_Source document_.

╭──

The original I-RED database has been already used in a few investigations (see, e.g., [14]), but its coverage is limited to 2010, which does not allow, e.g., to answer technical questions about recent and very severe weather events in Italy (e.g., the 2018 “Vaia Storm” [15]). We have therefore decided to update the available sources of data and to proceed with an advanced data quality control, in terms of consistency, redundancy, gap-filling of records and systematic geographical checks, to ensure that the corrected position and elevation of the stations could be of help in investigations on the spatial distribution of extreme statistics. The elevation of the Italian territory is quite variable, and it is therefore very important to deal with correct data about the geographic positions of the rain gauges in view of, for example, a geostatistical analysis, where the elevation provides additional information as a secondary variable [16,17].
Such an effort has led to the production of a newly compiled Improved I-RED (I2-RED) database, which includes the annual maximum rainfall depths for 1, 3, 6, 12 and 24 consecutive hours from 5265 weather stations across Italy, recorded between 1916 and 2019. Details about the quality-control procedures applied to correct inconsistencies and errors are presented in the following sections, as well as details about the automatic and non-automatic quality checks applied by the agencies involved in the data collection before the data can be released.
Findable, Accessible, Interoperable and Re-usable (“FAIR”) data principles [18,19] are addressed in I2-RED. The database shows a high level of uniformity: all the rainfall measurements are expressed in mm, while the positions of all the rain gauges are converted into a single, uniform reference system. Metadata are included in the database in pdf file format. The final version of the I2-RED database is available on Zenodo, albeit with restricted access, due to the data policies of the regional hydrological agencies. Information about the data policies is reported at the end of this manuscript. A Digital Object Identifier (https://doi.org/10.5281/zenodo.4269509) and relevant keywords have also been assigned. Data are stored in both mat and in csv format (to make it accessible to all open-source programs). No specific code is required to access or work with the data. The volume of the final database is less than 10 MB, thus making the database easily transferable and storable.

╰──

_Given problem 1_. Write down the passage on the I2-RED rainfall database word for word.

_Data lines_.
╭──

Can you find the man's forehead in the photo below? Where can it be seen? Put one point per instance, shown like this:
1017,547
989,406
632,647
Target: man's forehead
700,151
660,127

╰──

_Given problem 2_. Update the records by changing "forehead" to "chin" throughout, with everything else left as it is.

_Written reply 1_.
The original I-RED database has been already used in a few investigations (see, e.g., [14]), but its coverage is limited to 2010, which does not allow, e.g., to answer technical questions about recent and very severe weather events in Italy (e.g., the 2018 “Vaia Storm” [15]). We have therefore decided to update the available sources of data and to proceed with an advanced data quality control, in terms of consistency, redundancy, gap-filling of records and systematic geographical checks, to ensure that the corrected position and elevation of the stations could be of help in investigations on the spatial distribution of extreme statistics. The elevation of the Italian territory is quite variable, and it is therefore very important to deal with correct data about the geographic positions of the rain gauges in view of, for example, a geostatistical analysis, where the elevation provides additional information as a secondary variable [16,17].
Such an effort has led to the production of a newly compiled Improved I-RED (I2-RED) database, which includes the annual maximum rainfall depths for 1, 3, 6, 12 and 24 consecutive hours from 5265 weather stations across Italy, recorded between 1916 and 2019. Details about the quality-control procedures applied to correct inconsistencies and errors are presented in the following sections, as well as details about the automatic and non-automatic quality checks applied by the agencies involved in the data collection before the data can be released.
Findable, Accessible, Interoperable and Re-usable (“FAIR”) data principles [18,19] are addressed in I2-RED. The database shows a high level of uniformity: all the rainfall measurements are expressed in mm, while the positions of all the rain gauges are converted into a single, uniform reference system. Metadata are included in the database in pdf file format. The final version of the I2-RED database is available on Zenodo, albeit with restricted access, due to the data policies of the regional hydrological agencies. Information about the data policies is reported at the end of this manuscript. A Digital Object Identifier (https://doi.org/10.5281/zenodo.4269509) and relevant keywords have also been assigned. Data are stored in both mat and in csv format (to make it accessible to all open-source programs). No specific code is required to access or work with the data. The volume of the final database is less than 10 MB, thus making the database easily transferable and storable.

_Written reply 2_.
Can you find the man's chin in the photo below? Where can it be seen? Put one point per instance, shown like this:
1017,547
989,406
632,647
Target: man's chin
700,151
660,127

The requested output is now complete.